* [Task prompt]: Please transcribe the entries exactly and omit the images they contain.

[[ Available records open ]]

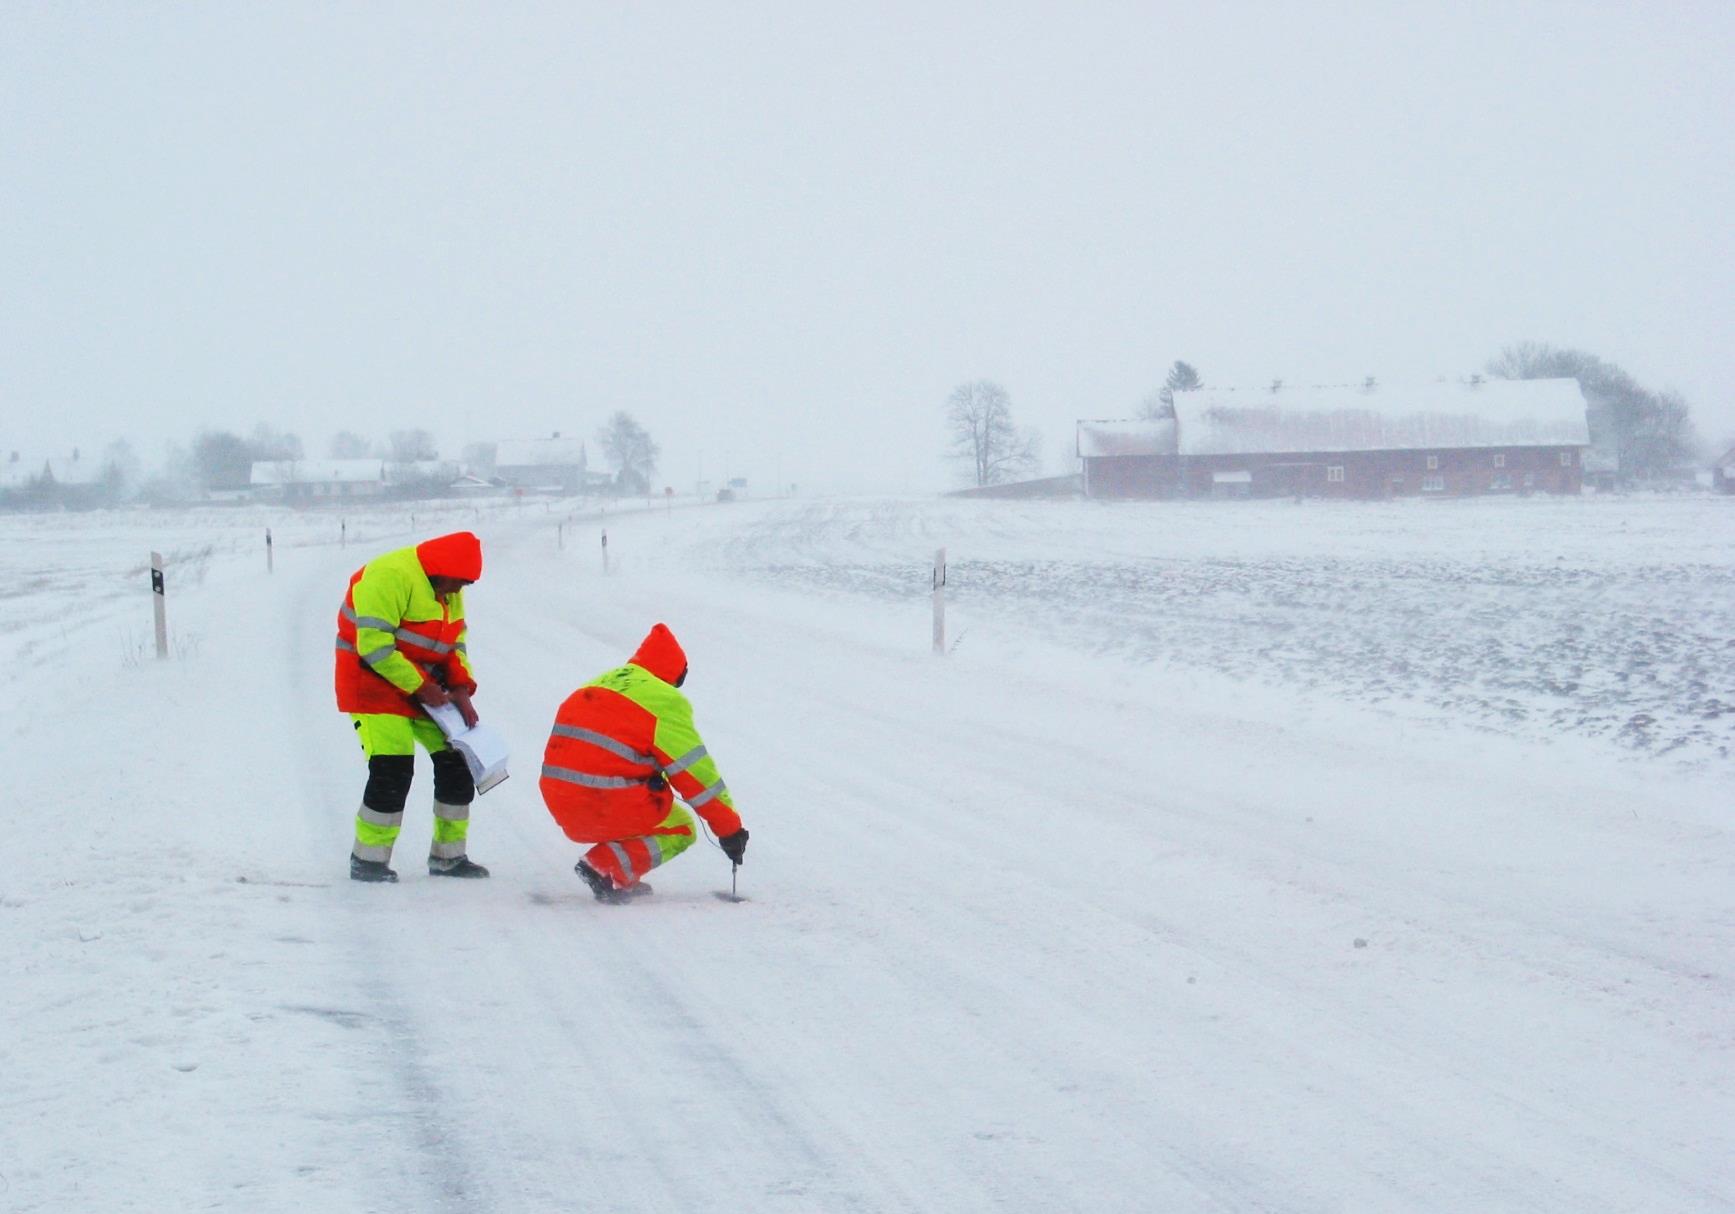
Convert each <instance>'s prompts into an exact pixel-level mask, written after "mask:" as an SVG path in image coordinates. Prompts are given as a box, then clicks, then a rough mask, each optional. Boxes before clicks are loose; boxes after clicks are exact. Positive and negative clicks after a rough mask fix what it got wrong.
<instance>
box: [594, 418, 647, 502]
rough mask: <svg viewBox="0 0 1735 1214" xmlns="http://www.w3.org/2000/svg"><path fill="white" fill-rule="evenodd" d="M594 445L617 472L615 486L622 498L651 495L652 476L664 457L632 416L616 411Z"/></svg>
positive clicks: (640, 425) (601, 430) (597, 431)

[[ Available records closed ]]

* [Result of the task]:
Convert each <instance>'s prompts into an exact pixel-level mask, written after "mask:" as an SVG path in image coordinates. Prompts are given as a box, then clicks, then a rough mask, each optional. Boxes before clicks are loose; boxes after clicks are exact. Positive and negative clicks after a rough mask fix what it got wrong.
<instance>
box: [594, 418, 647, 502]
rough mask: <svg viewBox="0 0 1735 1214" xmlns="http://www.w3.org/2000/svg"><path fill="white" fill-rule="evenodd" d="M594 445L617 472L615 486L622 498L651 495L652 476L664 457L632 416L616 411Z"/></svg>
positive clicks: (640, 425) (601, 430) (597, 431)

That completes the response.